### What is being asked
Quote the entries that follow exactly, leaving none out.

### Material provided

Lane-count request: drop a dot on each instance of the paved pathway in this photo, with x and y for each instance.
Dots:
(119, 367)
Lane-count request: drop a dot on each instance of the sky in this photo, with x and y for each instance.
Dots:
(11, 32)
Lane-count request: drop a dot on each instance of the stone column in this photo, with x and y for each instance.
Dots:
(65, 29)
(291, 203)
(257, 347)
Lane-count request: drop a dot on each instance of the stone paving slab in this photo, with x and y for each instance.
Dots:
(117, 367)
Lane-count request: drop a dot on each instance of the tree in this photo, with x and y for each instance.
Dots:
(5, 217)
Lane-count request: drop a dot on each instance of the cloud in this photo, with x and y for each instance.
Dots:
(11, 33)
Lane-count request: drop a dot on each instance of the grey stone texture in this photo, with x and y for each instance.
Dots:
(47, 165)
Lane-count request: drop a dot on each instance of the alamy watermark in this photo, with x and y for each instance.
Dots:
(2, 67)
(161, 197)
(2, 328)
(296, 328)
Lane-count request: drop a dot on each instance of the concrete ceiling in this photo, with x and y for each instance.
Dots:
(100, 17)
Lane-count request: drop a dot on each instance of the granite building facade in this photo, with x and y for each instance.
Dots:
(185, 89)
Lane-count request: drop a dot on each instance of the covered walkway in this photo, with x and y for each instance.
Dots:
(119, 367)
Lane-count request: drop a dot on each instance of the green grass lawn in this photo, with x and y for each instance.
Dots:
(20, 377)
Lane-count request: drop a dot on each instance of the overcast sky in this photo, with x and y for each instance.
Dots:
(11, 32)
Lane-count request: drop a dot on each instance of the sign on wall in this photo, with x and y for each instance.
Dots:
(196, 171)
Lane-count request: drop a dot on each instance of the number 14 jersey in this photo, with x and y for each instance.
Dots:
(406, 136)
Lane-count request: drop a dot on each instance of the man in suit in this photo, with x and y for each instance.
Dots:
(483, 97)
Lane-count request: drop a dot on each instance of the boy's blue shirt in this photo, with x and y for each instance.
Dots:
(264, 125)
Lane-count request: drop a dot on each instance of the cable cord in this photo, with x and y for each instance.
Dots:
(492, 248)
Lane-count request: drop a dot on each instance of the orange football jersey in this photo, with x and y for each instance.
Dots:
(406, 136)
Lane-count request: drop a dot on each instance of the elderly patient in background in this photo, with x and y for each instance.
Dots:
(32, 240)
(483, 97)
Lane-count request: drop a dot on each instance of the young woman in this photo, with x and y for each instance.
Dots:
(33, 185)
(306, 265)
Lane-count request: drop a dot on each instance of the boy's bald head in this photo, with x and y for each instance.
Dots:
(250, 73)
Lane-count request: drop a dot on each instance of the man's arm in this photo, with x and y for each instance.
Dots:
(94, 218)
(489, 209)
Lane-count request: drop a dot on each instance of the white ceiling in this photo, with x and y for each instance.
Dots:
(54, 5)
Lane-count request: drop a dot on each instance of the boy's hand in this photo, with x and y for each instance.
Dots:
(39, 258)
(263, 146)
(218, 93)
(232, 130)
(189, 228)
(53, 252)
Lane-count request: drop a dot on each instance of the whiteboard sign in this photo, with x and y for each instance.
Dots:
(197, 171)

### Task solution
Lane-count request: drop a dot on each instance of the paved pathway in this photo, with x and y for each instance.
Dots:
(119, 367)
Lane-count request: drop a dot on each instance of the sky in this photo, with x and y for each instance.
Dots:
(11, 32)
Lane-count request: drop a dot on each instance of the stone column in this photo, with x and y for each instance.
Dots:
(65, 29)
(291, 203)
(257, 347)
Lane-count request: drop a dot on each instance of the stone paving slab in this photo, with x and y for each instance.
Dots:
(117, 367)
Lane-count request: drop a dot on each instance of the tree in this photo, with x and y for each instance.
Dots:
(5, 217)
Lane-count request: drop a dot on each instance of the cloud in this photo, with x and y for each instance.
Dots:
(11, 33)
Lane-count request: drop a dot on each instance of the grey stone texture in this photo, with x and y for each instance.
Dots:
(47, 165)
Lane-count request: drop a dot on each instance of the alamy watermark in this photo, with x and y for each instance.
Dots:
(2, 67)
(161, 197)
(2, 328)
(296, 328)
Lane-count request: drop a dot on each instance of the concrete ceiling in this photo, with x and y for each instance.
Dots:
(100, 17)
Lane-count request: drop a dot on each instance of the granite building facade in this photo, with x and y for each instance.
Dots:
(185, 89)
Lane-count request: drop a dot on each instance of the covered walkway in this photo, with x and y for each instance.
Dots:
(119, 367)
Lane-count request: drop a dot on each instance of the green grass lawn in this photo, with x and y for each instance.
Dots:
(20, 377)
Lane-count request: drop a dot on each instance of the overcast sky in this photo, with x and y for each instance.
Dots:
(11, 32)
Lane-count request: drop a dot on each instance of the sign on wall in this photo, with x and y for each instance.
Dots:
(196, 171)
Lane-count request: drop a dot on each instance of the number 14 jersey in this photo, with x and y for each instance.
Dots:
(406, 136)
Lane-count request: drop a dot on each instance of the man in suit in this photo, with x and y for each instance.
Dots:
(483, 97)
Lane-count request: drop a dot on each instance of the boy's blue shirt in this photo, with x and y for each instance.
Dots:
(264, 125)
Lane-count request: drop a dot on each instance of the cable cord in this photo, with x and y for each instance.
Dots:
(492, 248)
Lane-count request: drop a dot on each instance of the orange football jersey in this photo, with x and y for each instance.
Dots:
(406, 136)
Lane-count request: drop a dot on each instance of the elderly patient in background in this photo, with x and y for each instance.
Dots:
(32, 240)
(483, 97)
Lane-count request: drop a dot on each instance of the young woman in this photo, with x and y for each instance.
Dots:
(33, 185)
(306, 265)
Lane-count request: drop a dot on each instance of the boy's bald head in this photo, with x and y for each instance.
Dots:
(250, 73)
Lane-count request: drop a dot on each instance of the man's arm in this photo, with x and y for each instance.
Dots:
(94, 218)
(489, 209)
Lane-count request: drop a dot on each instance of the white ceiling in this photo, with x and y for each instance.
Dots:
(54, 5)
Lane-count request: drop a dot on each instance of the boy's hand in this photo, with x and y for each instance.
Dots:
(39, 258)
(263, 146)
(218, 93)
(232, 130)
(189, 228)
(53, 252)
Lane-count request: drop a dot on each instance of the whiteboard sign in this photo, with x and y for each instance.
Dots:
(197, 171)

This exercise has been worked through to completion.